Where the listing below reaches the line containing "Please locate the plant", start writing out lines exactly, and stop once the line containing "Please locate the narrow" has been written.

________________________________________

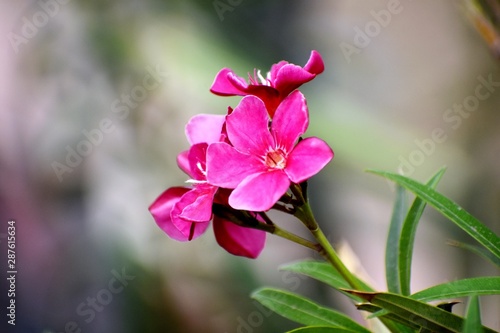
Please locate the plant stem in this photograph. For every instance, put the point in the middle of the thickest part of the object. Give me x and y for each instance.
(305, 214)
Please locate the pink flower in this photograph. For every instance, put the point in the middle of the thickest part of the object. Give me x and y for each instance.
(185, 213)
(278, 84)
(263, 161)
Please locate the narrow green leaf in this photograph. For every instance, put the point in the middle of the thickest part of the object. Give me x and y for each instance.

________________________________________

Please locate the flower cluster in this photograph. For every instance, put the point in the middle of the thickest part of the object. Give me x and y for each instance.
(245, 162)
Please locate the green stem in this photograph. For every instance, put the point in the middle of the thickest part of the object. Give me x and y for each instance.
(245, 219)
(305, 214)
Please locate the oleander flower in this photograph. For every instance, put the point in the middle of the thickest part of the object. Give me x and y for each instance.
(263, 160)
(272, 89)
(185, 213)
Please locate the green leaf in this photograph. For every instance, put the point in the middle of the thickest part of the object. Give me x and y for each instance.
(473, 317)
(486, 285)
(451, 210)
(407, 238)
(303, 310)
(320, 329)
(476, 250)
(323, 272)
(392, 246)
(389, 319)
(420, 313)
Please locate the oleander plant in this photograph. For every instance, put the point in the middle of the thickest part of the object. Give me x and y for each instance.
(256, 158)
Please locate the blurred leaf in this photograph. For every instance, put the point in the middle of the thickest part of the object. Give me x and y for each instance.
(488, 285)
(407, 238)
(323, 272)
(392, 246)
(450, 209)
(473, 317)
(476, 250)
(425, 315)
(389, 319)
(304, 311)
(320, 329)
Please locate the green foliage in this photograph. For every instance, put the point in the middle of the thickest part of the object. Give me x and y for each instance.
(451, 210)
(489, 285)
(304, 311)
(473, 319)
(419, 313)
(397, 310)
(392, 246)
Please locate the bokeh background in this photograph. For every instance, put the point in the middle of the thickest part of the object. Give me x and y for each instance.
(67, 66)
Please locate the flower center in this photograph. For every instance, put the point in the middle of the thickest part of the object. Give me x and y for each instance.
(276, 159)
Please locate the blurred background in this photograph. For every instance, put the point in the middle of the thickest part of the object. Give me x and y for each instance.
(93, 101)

________________________________________

**Result below**
Please locate the plant stem in this photograph. For every instance, put the point in the middle of the thickest part of the object. Give me x and y for each instance.
(305, 214)
Please locate the pink flower in this photograph. For every instance, put the point in the middle of the thickest part of the object. Give me x and y for each instance.
(185, 213)
(278, 84)
(263, 161)
Please locate the narrow green leaf in this photograph. For every instance, put the point in the middle of the thickest part of the object. Give me x and y for each instance.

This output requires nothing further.